- _BRANO SCELTO_

##############################

Cari amici di Marraiafura, abbiamo da poco pubblicato un articolo dedicato a Boa Mistura, un collettivo spagnolo di street artist che, con le loro originali e coloratissime opere, offrono uno splendido connubio di arte e impegno sociale, dando vita e colore ai luoghi in cui operano, proponendosi di migliorare la vita delle persone.
Il loro lavoro ci ha particolarmente colpito, così abbiamo deciso di contattarli e proporgli un’intervista esclusiva con noi. Sono stati disponibili e simpatici e ne è venuta fuori una chiacchierata bella ed intensa che ora andiamo a proporvi.
Buona lettura (e buona mescolanza!)
Il nome “Boamistura” già dà l’idea di un felice connubio di idee e teste pensanti. Parlateci un po’ di voi: chi siete e come nasce il vostro collettivo?
Boa Mistura non è altro che un gruppo di cinque amici che si conoscono da sempre, e che nei fine settimana si riunivano nel loro quartiere (Alameda, Madrid) per realizzare graffiti.

##############################

- _Voci del dataset_
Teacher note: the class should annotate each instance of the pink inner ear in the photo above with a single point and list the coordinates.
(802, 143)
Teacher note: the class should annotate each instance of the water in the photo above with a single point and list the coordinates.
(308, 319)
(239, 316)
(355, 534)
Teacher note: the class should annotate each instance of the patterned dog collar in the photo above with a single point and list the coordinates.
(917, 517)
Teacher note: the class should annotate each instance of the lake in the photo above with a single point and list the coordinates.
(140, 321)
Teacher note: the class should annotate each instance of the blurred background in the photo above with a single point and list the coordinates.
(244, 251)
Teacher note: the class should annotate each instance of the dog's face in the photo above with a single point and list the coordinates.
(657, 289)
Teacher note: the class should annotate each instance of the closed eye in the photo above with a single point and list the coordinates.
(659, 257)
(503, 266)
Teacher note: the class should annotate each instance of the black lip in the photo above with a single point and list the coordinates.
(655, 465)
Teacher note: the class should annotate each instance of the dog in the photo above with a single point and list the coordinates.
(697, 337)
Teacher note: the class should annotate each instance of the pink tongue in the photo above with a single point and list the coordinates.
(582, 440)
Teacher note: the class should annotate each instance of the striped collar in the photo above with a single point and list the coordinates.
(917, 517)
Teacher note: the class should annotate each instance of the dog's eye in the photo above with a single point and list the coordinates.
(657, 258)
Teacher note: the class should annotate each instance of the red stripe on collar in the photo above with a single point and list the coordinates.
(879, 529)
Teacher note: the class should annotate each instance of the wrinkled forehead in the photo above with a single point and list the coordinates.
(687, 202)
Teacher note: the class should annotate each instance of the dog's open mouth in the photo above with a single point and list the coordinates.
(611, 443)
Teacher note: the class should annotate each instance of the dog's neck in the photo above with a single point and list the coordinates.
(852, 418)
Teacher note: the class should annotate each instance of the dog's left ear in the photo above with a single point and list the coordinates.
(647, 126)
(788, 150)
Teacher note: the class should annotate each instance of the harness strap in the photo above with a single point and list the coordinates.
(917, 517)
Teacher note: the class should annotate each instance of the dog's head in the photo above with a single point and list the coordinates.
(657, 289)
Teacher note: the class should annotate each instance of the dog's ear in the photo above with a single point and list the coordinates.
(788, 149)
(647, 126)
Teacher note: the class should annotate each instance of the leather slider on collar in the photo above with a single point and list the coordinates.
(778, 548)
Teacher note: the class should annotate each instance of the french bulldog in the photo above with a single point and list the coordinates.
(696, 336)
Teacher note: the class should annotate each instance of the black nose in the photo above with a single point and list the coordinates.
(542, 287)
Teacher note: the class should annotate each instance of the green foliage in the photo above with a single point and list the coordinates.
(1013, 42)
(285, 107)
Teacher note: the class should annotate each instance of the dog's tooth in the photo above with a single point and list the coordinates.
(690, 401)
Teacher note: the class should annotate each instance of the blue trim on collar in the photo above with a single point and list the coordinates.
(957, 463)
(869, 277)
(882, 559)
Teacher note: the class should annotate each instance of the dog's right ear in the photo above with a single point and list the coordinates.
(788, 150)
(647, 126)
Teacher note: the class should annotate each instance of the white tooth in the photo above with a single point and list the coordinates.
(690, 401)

##############################

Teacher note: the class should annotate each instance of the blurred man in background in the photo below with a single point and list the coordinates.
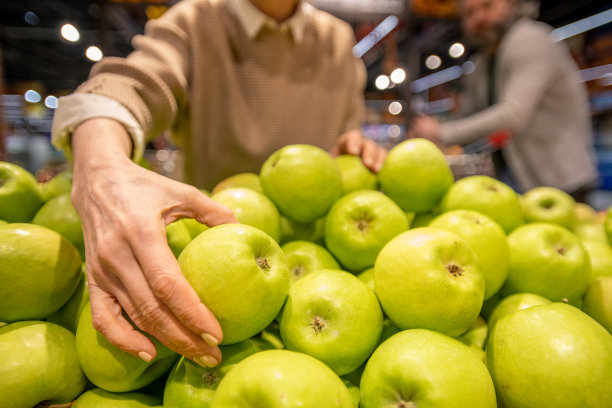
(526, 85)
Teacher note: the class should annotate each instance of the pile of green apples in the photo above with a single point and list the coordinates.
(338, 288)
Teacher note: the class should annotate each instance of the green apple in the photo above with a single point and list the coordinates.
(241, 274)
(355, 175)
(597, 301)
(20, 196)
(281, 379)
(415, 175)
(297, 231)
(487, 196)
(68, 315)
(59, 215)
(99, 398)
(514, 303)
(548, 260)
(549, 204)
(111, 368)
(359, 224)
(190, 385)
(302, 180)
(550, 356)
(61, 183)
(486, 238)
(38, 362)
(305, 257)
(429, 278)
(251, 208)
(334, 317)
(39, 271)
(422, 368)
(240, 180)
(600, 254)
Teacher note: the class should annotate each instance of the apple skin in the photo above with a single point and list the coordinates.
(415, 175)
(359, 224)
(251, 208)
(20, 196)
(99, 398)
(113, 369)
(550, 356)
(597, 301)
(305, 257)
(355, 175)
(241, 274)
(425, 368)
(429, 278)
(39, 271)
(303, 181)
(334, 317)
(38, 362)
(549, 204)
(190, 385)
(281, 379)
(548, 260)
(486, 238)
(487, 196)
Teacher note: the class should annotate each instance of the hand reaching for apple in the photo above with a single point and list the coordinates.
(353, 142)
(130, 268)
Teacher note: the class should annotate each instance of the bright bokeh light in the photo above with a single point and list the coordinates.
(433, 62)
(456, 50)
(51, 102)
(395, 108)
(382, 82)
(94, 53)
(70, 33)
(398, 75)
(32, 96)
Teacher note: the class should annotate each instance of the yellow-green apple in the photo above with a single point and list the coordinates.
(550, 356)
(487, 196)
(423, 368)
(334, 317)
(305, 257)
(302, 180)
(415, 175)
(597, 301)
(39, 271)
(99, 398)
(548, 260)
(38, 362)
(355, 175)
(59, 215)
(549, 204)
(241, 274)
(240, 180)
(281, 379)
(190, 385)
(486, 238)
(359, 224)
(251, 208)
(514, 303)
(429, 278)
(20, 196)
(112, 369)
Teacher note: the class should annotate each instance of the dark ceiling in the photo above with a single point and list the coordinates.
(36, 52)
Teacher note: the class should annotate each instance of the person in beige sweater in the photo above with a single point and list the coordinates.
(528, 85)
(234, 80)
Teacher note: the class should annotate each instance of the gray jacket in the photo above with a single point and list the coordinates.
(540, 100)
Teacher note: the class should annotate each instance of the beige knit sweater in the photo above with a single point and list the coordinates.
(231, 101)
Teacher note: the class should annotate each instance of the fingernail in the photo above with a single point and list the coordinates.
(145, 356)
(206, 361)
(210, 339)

##############################

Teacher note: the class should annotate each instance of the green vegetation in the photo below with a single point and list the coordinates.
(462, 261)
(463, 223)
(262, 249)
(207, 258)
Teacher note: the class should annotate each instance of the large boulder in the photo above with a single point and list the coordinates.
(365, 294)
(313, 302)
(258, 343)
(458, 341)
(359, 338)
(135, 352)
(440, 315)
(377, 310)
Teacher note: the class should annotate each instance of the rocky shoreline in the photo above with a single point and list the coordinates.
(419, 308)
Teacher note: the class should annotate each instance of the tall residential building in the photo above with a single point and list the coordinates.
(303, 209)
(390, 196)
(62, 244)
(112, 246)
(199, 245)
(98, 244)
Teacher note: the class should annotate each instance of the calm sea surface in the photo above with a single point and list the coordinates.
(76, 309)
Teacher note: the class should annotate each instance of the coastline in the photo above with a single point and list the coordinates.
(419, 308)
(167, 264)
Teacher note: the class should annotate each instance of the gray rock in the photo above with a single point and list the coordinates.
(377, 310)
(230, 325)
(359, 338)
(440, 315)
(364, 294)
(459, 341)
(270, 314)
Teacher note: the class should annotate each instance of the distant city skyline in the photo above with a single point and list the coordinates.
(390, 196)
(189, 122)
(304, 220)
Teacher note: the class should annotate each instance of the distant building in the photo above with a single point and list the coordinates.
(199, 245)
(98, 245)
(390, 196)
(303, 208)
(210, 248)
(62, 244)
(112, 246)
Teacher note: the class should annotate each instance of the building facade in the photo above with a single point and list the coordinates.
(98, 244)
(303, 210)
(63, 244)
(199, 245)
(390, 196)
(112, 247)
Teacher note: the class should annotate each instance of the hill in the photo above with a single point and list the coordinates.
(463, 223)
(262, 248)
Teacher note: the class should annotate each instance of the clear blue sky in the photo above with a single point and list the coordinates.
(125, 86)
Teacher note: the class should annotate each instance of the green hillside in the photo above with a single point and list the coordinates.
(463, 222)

##############################

- _ESERCIZI_
A. Riassumi in due frasi il brano su Boa Mistura.
B. Filtra i record e trascrivi ogni riga in cui compare la parola "beige".

- _RISPOSTE SCRITTE_
A. Boa Mistura è un collettivo spagnolo di street artist le cui opere, originali e coloratissime, uniscono arte e impegno sociale con l'intento di migliorare la vita delle persone. Colpiti dal loro lavoro, quelli di Marraiafura hanno proposto al gruppo un'intervista esclusiva, in cui il collettivo si presenta come cinque amici di lunga data che nei fine settimana si riunivano nel loro quartiere, Alameda a Madrid, per realizzare graffiti.

B.
Teacher note: the class should annotate each instance of the person in beige sweater in the photo above with a single point and list the coordinates.
Teacher note: the class should annotate each instance of the beige knit sweater in the photo above with a single point and list the coordinates.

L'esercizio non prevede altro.